# Available data
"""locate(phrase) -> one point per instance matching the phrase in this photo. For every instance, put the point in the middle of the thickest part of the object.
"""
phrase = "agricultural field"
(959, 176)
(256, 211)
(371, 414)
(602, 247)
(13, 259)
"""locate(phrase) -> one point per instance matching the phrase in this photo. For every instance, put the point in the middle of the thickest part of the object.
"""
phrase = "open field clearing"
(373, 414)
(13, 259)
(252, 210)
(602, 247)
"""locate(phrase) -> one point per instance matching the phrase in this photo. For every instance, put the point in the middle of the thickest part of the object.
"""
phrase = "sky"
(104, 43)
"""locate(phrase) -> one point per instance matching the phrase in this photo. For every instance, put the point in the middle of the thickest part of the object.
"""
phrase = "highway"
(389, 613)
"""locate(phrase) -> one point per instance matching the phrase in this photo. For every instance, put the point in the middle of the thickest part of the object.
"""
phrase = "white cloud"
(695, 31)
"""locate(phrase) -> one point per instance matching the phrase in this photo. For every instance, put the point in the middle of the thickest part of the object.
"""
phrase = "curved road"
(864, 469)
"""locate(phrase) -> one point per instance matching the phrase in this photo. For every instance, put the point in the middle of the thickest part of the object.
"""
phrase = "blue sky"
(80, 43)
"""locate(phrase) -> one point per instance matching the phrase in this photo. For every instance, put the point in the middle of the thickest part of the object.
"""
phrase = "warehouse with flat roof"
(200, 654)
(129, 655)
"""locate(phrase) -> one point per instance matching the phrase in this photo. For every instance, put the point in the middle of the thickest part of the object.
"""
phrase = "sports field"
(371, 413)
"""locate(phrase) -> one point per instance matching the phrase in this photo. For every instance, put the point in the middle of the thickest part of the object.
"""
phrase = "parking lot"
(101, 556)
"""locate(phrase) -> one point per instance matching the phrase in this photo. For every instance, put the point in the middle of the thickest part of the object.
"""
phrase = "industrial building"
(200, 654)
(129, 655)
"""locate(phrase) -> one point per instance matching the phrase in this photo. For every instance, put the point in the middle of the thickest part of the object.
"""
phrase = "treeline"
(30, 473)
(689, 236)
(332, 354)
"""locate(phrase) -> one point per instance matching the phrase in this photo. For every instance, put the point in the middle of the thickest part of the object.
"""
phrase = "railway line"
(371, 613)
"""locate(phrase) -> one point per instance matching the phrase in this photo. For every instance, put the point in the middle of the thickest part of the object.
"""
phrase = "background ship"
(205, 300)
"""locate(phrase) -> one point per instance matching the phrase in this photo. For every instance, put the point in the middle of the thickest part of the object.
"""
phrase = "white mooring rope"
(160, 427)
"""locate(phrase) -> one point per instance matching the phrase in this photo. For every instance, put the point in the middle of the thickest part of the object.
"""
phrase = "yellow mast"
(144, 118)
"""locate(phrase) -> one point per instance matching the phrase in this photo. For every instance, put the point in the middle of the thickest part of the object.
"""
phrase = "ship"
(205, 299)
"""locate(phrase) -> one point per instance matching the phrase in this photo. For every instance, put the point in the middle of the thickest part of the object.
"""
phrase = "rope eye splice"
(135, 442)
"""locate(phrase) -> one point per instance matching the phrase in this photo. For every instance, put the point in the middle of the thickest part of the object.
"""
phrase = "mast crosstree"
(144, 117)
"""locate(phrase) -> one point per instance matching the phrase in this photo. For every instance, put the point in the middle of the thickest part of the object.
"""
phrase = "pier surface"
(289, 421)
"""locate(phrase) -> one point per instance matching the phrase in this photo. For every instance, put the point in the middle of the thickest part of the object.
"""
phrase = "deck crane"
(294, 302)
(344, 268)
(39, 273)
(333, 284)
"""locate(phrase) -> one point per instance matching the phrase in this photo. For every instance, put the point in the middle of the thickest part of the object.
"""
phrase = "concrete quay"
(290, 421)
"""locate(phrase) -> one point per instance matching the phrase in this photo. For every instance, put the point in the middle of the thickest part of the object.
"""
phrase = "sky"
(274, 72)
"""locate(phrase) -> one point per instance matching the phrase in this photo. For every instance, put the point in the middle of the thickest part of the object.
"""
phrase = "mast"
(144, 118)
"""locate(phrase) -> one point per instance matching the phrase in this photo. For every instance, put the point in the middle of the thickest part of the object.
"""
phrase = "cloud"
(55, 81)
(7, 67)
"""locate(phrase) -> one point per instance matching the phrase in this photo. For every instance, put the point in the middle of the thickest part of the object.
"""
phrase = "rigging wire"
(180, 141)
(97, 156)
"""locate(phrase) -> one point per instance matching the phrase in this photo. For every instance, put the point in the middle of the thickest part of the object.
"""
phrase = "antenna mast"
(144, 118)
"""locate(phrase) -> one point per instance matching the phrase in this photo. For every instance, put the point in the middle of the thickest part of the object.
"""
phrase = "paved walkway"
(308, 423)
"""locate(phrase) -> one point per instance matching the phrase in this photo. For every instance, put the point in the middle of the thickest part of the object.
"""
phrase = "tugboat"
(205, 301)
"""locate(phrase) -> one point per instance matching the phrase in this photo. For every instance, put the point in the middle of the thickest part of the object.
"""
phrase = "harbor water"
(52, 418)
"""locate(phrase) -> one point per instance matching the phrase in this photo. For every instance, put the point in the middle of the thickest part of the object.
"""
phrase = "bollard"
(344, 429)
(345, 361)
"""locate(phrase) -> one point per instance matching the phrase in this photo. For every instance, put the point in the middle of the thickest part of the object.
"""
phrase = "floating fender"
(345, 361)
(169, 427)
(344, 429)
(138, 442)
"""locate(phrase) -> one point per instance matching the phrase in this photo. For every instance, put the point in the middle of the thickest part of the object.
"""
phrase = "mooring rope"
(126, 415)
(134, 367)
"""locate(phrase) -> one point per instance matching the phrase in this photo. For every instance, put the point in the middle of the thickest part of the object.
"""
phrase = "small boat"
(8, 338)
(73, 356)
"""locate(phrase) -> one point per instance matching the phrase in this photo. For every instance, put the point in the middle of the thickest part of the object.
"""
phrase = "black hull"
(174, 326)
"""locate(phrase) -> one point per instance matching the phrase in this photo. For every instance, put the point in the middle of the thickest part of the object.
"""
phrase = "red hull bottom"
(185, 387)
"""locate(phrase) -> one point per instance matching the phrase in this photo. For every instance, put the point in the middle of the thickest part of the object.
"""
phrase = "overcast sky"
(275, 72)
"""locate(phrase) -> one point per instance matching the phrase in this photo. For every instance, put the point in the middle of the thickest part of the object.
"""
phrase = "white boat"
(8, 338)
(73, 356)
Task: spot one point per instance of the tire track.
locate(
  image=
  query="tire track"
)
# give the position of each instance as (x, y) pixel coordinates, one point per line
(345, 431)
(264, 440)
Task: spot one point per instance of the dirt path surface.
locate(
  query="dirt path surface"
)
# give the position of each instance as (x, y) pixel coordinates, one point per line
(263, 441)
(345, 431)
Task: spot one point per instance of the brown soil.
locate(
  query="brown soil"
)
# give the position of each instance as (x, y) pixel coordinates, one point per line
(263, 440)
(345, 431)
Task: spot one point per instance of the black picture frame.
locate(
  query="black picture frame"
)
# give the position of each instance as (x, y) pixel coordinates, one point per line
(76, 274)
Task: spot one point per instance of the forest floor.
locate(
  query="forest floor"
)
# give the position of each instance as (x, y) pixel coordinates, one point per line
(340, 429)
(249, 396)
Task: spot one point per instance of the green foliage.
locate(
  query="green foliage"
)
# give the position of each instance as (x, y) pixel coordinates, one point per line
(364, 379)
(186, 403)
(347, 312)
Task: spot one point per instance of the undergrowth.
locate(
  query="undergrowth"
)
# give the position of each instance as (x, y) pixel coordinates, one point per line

# Task item
The records above must be retyped in full, exactly.

# Exercise output
"""locate(phrase) -> one point per instance matching the phrase in this photo. For every instance, put the point in the middle of the thickest part of the object.
"""
phrase = "agricultural field"
(959, 176)
(256, 211)
(371, 414)
(602, 247)
(13, 259)
"""locate(phrase) -> one point per instance matching the phrase in this photo. For every instance, put the point in the middle of the thickest part of the object.
"""
phrase = "open field clearing"
(373, 414)
(13, 259)
(252, 210)
(602, 247)
"""locate(phrase) -> one point per instance matching the phrase in this photo. For every instance, put the point in the middle of the thickest part of the object.
"""
phrase = "sky"
(104, 43)
"""locate(phrase) -> one point per instance matching the phrase in this photo. For every instance, put the point in the middle of the thickest part of the object.
"""
phrase = "highway"
(389, 613)
"""locate(phrase) -> one point per instance matching the phrase in this photo. For every instance, put the point in the middle of the thickest part of the object.
"""
phrase = "white cloud"
(695, 31)
"""locate(phrase) -> one point per instance matching the phrase in this photo. For every instance, put the point in the middle of the thickest part of the object.
"""
phrase = "curved road"
(864, 469)
"""locate(phrase) -> one point per instance matching the phrase in this photo. For every instance, put the point in the middle of the thickest part of the object.
"""
phrase = "blue sky"
(80, 43)
"""locate(phrase) -> one point per instance matching the phrase in this photo. For every instance, put the point in the middle of the thickest part of the object.
"""
phrase = "warehouse with flat roof"
(200, 654)
(129, 655)
"""locate(phrase) -> one point per instance matching the phrase in this photo. For every instance, put the point in the middle of the thickest part of the object.
"""
phrase = "sports field"
(371, 413)
"""locate(phrase) -> one point per instance matching the phrase in this photo. For every instance, put the point in the middle of the thickest part of the object.
"""
phrase = "parking lot"
(101, 556)
"""locate(phrase) -> one point per instance matching the phrase in this photo. For every instance, put the point in the middle of the thickest part of the object.
"""
phrase = "industrial building"
(200, 654)
(129, 655)
"""locate(phrase) -> one point per instance matching the phrase in this photo. For every instance, put the point in the middle of the thickest part of the object.
"""
phrase = "treeline"
(30, 473)
(689, 236)
(332, 354)
"""locate(phrase) -> one point per instance matching the phrase in this photo. For every instance, put the point in the middle of the thickest part of the object.
"""
phrase = "railway line"
(371, 613)
"""locate(phrase) -> one point per instance matching the phrase in this photo. For every instance, put the point in the middle of the thickest part of the object.
"""
phrase = "background ship"
(205, 300)
"""locate(phrase) -> one point per instance matching the phrase in this photo. For every instance, put the point in the middle of the thickest part of the object.
"""
phrase = "white mooring rope"
(160, 427)
"""locate(phrase) -> one point per instance matching the phrase in this photo. For every instance, put the point in the middle of the thickest part of the object.
"""
phrase = "yellow mast"
(144, 118)
"""locate(phrase) -> one point per instance matching the phrase in this photo. For every instance, put the point in the middle of the thickest part of the object.
"""
phrase = "ship"
(205, 299)
"""locate(phrase) -> one point per instance matching the phrase in this photo. For every instance, put the point in the middle of the thickest part of the object.
"""
phrase = "rope eye splice"
(135, 442)
"""locate(phrase) -> one point per instance matching the phrase in this photo. For every instance, put the point in the middle of the thickest part of the object.
"""
phrase = "mast crosstree"
(144, 117)
"""locate(phrase) -> one point per instance matching the phrase in this photo. For every instance, put the point in the middle of the thickest part of the object.
"""
phrase = "pier surface"
(289, 421)
"""locate(phrase) -> one point per instance matching the phrase in this photo. For every instance, put the point in the middle of the thickest part of the object.
"""
phrase = "deck crane"
(294, 302)
(344, 268)
(39, 273)
(333, 284)
"""locate(phrase) -> one point per instance matching the phrase in this photo. For every instance, put the point in the middle of the thickest part of the object.
"""
phrase = "concrete quay"
(290, 421)
"""locate(phrase) -> one point per instance matching the phrase in this photo. For every instance, put the point in the middle of the thickest part of the object.
"""
phrase = "sky"
(274, 72)
"""locate(phrase) -> one point per instance matching the phrase in this photo. For every instance, put the point in the middle of the thickest part of the object.
"""
phrase = "mast"
(144, 118)
"""locate(phrase) -> one point per instance matching the phrase in this photo. For every instance, put the point in the middle of the thickest part of the object.
"""
phrase = "cloud"
(55, 81)
(7, 67)
"""locate(phrase) -> one point per instance matching the phrase in this photo. For every instance, put the point in the middle of the thickest part of the object.
"""
phrase = "rigging wire"
(180, 141)
(97, 156)
"""locate(phrase) -> one point per instance matching the phrase in this photo. For every instance, put the point in the middle of the thickest part of the object.
"""
phrase = "antenna mast"
(144, 118)
"""locate(phrase) -> one point per instance matching the phrase in this photo. For every instance, put the point in the middle of the thickest part of the object.
"""
phrase = "paved walkway"
(308, 423)
"""locate(phrase) -> one point per instance matching the phrase in this photo. For every instance, put the point in the middle of the thickest part of the object.
"""
phrase = "tugboat"
(205, 301)
"""locate(phrase) -> one point per instance matching the phrase in this photo. For every instance, put the point in the middle of the thickest part of the object.
"""
phrase = "harbor water"
(52, 418)
"""locate(phrase) -> one point per instance matching the phrase in this photo. For every instance, put the point in the middle of the thickest part of the object.
"""
phrase = "bollard"
(344, 429)
(345, 361)
"""locate(phrase) -> one point per instance matching the phrase in this photo. For every instance, put the point in the middle of the thickest part of the object.
"""
phrase = "floating fender"
(345, 361)
(169, 427)
(344, 429)
(138, 442)
"""locate(phrase) -> one point per instance matching the phrase in this photo. For every instance, put the point in the middle of the thickest part of the object.
"""
phrase = "mooring rope"
(126, 415)
(134, 367)
"""locate(phrase) -> one point per instance matching the phrase in this photo. For every instance, put the point in the middle of the thickest part of the object.
"""
phrase = "small boat"
(8, 338)
(73, 356)
"""locate(phrase) -> one point per instance matching the phrase in this photo. For every instance, put the point in the middle of the thickest part of the object.
"""
phrase = "black hull"
(174, 326)
"""locate(phrase) -> one point per instance matching the phrase in this photo. For every instance, put the point in the middle of the thickest part of the object.
"""
phrase = "red hull bottom"
(185, 387)
"""locate(phrase) -> one point per instance matching the phrase in this photo. For every instance, put the point in the middle of the thickest part of the object.
"""
phrase = "overcast sky"
(275, 72)
"""locate(phrase) -> one point per instance matching the phrase in this photo. For every instance, put the point in the middle of the thickest part of the object.
"""
phrase = "white boat"
(8, 338)
(73, 356)
Task: spot one point per instance of the tire track.
locate(
  image=
  query="tire track"
)
# give the position of each instance as (x, y) pixel coordinates, one point per line
(345, 431)
(264, 440)
Task: spot one point per instance of the dirt path surface.
locate(
  query="dirt path surface"
)
# give the position of each instance as (x, y) pixel coordinates, one point per line
(263, 441)
(345, 431)
Task: spot one point per instance of the brown soil.
locate(
  query="brown soil"
)
# give the position of each instance as (x, y) pixel coordinates, one point per line
(263, 440)
(345, 431)
Task: spot one point per instance of the black picture frame.
locate(
  query="black picture frame"
)
# give the position of each instance as (x, y) pixel coordinates, one point per line
(76, 274)
Task: spot one point per instance of the forest floor.
locate(
  query="forest floor"
)
# give the position of each instance as (x, y) pixel coordinates, one point per line
(340, 429)
(249, 396)
Task: spot one point per instance of the green foliage.
locate(
  query="green foliage"
)
# give the position of each instance as (x, y) pixel coordinates, one point per line
(364, 379)
(186, 403)
(347, 312)
Task: spot one point per instance of the undergrowth.
locate(
  query="undergrowth"
)
# give the position of each instance as (x, y) pixel coordinates, one point per line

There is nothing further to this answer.